--- Supplied records Enclosed Below ---
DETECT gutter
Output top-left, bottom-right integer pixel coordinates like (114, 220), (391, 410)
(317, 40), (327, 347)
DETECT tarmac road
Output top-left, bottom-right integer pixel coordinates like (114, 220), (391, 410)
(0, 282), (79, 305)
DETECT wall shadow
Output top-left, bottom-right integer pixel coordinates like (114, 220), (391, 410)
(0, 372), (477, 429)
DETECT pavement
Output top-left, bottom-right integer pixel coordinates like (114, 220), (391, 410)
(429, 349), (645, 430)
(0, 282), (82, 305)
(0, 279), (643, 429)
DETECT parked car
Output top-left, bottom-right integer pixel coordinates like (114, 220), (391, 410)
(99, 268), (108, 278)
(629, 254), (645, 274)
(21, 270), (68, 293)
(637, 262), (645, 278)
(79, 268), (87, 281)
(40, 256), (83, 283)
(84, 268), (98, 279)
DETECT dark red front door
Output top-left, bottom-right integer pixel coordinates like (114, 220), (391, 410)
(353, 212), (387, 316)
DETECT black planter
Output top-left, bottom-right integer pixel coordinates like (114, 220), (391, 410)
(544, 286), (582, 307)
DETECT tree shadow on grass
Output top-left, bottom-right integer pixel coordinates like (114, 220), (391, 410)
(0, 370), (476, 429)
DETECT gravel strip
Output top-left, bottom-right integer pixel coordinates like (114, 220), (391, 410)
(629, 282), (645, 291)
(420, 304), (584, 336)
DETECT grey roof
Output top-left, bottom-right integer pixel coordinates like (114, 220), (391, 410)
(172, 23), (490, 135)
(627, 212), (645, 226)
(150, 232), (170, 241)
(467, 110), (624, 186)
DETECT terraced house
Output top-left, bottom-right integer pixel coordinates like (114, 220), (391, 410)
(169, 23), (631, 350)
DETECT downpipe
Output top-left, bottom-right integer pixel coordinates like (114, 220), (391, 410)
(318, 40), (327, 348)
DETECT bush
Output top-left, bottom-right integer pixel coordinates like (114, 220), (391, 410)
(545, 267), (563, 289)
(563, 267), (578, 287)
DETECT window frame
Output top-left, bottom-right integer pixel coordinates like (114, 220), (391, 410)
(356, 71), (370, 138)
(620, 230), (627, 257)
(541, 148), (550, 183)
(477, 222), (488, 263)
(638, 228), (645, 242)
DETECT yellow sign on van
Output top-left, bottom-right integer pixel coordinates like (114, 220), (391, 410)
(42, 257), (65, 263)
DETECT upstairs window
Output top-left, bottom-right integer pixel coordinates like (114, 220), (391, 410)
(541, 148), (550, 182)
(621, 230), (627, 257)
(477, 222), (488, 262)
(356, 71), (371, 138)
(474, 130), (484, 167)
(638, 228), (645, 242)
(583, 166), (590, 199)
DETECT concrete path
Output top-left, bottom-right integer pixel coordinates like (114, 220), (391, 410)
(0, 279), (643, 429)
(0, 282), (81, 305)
--- End of Enclosed Supplied records ---
> [Task item]: Every record must be given again exactly as it was written.

> [Finished exercise]:
DETECT gutter
Output top-left, bottom-right integer pixel coordinates like (114, 220), (391, 410)
(317, 40), (327, 347)
DETECT tarmac road
Output top-left, bottom-right integer pixel coordinates like (114, 220), (391, 410)
(0, 282), (79, 305)
DETECT wall shadow
Output top-left, bottom-right integer pixel coordinates like (114, 220), (391, 410)
(0, 372), (477, 429)
DETECT pavement
Output top-left, bottom-right integer pixel coordinates like (114, 220), (391, 410)
(429, 349), (645, 430)
(0, 282), (82, 305)
(0, 279), (643, 429)
DETECT parked car
Output top-left, bottom-right integer pixel coordinates like (114, 220), (391, 410)
(99, 268), (108, 278)
(629, 254), (645, 274)
(21, 270), (68, 293)
(637, 262), (645, 278)
(79, 268), (87, 281)
(40, 256), (83, 283)
(84, 268), (98, 279)
DETECT dark red front door
Output top-left, bottom-right integer pixel coordinates like (114, 220), (391, 410)
(353, 212), (387, 316)
DETECT black planter
Output top-left, bottom-right integer pixel coordinates like (114, 220), (391, 410)
(544, 286), (582, 307)
DETECT tree shadow on grass
Output top-left, bottom-right integer pixel coordinates like (114, 220), (391, 410)
(0, 370), (476, 429)
DETECT gravel strip
Output top-left, bottom-right integer pixel coordinates like (114, 220), (391, 410)
(629, 282), (645, 291)
(420, 304), (584, 336)
DETECT grey roof
Output top-left, bottom-right integer pixel coordinates like (114, 220), (391, 410)
(172, 23), (490, 135)
(627, 212), (645, 226)
(150, 232), (170, 241)
(467, 110), (624, 186)
DETECT terraced house
Output top-left, bottom-right integer pixel coordinates like (114, 220), (391, 410)
(169, 23), (631, 350)
DETECT downpipe
Output top-left, bottom-right integer pixel coordinates like (114, 220), (391, 410)
(318, 40), (327, 348)
DETECT bush
Output top-left, bottom-right integer pixel coordinates like (114, 220), (391, 410)
(545, 267), (563, 289)
(563, 267), (578, 287)
DETECT window frame
Output top-left, bottom-right integer pixel coordinates like (114, 220), (391, 410)
(356, 71), (370, 138)
(620, 230), (627, 257)
(541, 148), (550, 183)
(477, 222), (488, 263)
(638, 228), (645, 242)
DETECT yellow sign on van
Output top-left, bottom-right integer pixel coordinates like (114, 220), (391, 410)
(42, 257), (65, 263)
DETECT upstairs window
Output top-left, bottom-right integer pixel coordinates like (114, 220), (391, 410)
(541, 148), (550, 182)
(621, 230), (627, 257)
(477, 222), (488, 262)
(356, 71), (371, 138)
(474, 130), (484, 167)
(638, 228), (645, 242)
(583, 166), (590, 199)
DETECT concrete path
Output top-left, bottom-right integer pixel coordinates like (114, 220), (391, 410)
(0, 279), (643, 429)
(0, 282), (81, 305)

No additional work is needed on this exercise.